*** Record set Section Begins ***
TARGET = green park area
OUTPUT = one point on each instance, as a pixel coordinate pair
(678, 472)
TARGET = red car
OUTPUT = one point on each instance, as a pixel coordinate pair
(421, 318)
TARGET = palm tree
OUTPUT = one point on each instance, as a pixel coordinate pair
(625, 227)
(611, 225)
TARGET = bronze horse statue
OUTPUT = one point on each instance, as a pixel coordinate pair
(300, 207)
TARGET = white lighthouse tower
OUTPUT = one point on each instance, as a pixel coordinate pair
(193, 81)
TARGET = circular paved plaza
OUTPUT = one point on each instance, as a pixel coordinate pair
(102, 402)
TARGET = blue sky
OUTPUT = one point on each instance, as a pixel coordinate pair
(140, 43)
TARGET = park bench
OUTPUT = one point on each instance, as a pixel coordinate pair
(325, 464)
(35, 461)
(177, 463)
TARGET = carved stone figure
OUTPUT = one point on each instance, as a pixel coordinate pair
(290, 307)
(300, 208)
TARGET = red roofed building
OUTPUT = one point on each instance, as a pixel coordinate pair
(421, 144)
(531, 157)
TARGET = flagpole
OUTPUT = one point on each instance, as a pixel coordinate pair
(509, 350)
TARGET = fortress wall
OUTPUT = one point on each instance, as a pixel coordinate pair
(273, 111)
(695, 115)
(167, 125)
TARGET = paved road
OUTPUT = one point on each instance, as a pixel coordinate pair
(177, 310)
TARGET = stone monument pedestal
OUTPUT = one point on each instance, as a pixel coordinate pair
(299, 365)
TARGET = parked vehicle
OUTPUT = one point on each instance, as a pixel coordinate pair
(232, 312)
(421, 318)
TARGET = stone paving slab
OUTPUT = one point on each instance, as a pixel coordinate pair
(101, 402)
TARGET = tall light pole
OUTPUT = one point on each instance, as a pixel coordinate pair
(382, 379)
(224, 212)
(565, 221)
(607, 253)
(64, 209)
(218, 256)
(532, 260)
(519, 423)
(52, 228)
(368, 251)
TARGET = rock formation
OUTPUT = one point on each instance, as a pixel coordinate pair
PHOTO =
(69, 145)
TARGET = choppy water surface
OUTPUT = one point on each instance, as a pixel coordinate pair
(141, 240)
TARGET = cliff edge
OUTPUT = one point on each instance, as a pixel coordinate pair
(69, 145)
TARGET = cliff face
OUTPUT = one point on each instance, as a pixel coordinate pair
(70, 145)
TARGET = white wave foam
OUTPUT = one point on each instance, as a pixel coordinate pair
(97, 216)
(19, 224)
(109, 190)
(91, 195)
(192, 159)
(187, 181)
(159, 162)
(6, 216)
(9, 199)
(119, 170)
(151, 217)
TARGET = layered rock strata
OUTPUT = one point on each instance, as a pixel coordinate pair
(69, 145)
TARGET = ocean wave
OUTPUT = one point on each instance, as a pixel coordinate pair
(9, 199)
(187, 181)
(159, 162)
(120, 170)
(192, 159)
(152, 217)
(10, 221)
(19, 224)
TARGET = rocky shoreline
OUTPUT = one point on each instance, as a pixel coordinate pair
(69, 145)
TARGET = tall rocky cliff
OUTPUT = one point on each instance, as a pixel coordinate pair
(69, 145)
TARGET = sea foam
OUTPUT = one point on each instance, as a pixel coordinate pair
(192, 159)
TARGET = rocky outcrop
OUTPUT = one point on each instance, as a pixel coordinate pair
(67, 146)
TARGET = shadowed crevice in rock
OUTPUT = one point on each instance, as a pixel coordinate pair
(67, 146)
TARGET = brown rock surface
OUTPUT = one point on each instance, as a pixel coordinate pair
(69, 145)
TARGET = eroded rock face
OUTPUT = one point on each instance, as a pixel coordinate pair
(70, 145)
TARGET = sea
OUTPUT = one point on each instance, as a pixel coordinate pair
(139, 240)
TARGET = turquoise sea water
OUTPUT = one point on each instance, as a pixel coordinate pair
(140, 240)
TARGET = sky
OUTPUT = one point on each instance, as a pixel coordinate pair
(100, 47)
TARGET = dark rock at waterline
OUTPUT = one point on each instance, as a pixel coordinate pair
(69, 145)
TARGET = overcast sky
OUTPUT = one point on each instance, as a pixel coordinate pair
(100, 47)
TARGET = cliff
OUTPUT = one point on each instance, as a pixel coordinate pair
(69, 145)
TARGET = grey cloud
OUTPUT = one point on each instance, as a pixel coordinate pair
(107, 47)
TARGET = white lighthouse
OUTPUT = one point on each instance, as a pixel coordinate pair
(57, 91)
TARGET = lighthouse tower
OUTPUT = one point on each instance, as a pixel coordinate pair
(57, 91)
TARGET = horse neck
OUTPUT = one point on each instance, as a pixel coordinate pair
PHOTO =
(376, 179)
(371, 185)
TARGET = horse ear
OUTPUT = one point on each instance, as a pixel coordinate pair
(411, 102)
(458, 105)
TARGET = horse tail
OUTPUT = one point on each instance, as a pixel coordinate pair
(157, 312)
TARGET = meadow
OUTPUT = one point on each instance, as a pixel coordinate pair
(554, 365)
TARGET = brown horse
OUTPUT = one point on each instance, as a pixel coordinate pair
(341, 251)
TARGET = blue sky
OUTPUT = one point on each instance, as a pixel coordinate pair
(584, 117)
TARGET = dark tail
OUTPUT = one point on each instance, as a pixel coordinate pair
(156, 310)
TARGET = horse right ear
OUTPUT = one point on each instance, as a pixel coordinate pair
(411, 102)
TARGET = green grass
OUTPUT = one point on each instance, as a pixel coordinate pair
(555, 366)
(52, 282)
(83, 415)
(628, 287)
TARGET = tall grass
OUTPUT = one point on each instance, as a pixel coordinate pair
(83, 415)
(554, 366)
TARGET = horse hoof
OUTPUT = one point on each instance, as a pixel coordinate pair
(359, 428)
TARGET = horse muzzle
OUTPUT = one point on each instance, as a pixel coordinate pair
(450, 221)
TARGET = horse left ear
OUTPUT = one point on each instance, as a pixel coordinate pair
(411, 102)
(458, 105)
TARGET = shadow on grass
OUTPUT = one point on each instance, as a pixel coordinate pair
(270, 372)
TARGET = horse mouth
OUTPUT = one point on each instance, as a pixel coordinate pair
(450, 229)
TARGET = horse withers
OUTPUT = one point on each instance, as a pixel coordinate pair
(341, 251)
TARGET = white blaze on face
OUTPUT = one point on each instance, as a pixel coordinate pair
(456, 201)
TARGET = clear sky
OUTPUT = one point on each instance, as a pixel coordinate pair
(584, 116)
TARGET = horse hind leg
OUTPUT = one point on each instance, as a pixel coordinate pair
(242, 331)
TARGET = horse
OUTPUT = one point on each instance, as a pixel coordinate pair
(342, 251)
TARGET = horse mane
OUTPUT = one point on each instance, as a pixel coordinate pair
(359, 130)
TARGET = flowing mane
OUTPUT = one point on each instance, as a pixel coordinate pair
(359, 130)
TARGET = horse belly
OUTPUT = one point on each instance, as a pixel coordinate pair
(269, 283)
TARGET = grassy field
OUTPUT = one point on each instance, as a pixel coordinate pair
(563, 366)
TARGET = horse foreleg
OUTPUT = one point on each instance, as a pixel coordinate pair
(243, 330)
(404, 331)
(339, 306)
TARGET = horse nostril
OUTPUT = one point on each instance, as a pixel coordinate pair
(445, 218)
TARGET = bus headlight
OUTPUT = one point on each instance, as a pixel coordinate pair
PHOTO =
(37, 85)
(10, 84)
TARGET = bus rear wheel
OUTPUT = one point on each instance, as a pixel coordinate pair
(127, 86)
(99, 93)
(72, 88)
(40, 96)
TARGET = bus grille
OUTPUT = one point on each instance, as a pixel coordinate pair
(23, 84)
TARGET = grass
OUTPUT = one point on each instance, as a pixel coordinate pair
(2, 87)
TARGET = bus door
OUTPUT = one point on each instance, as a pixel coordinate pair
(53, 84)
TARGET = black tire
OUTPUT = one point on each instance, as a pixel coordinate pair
*** Record set Section Ends ***
* **Exercise**
Within the listing above, extract exactly the lines from the line with "TARGET = horse hind leg" to the line with "TARGET = horse belly", the two named lines included, and no others.

* **Result of the exercise**
TARGET = horse hind leg
OUTPUT = one point on each instance, as a pixel coordinate pair
(242, 331)
TARGET = horse
OUTPUT = one point on each instance, as a pixel coordinate pair
(342, 251)
TARGET = horse mane
OUTPUT = one point on each instance, as a pixel coordinate pair
(359, 130)
TARGET = flowing mane
OUTPUT = one point on each instance, as a pixel coordinate pair
(359, 130)
TARGET = horse belly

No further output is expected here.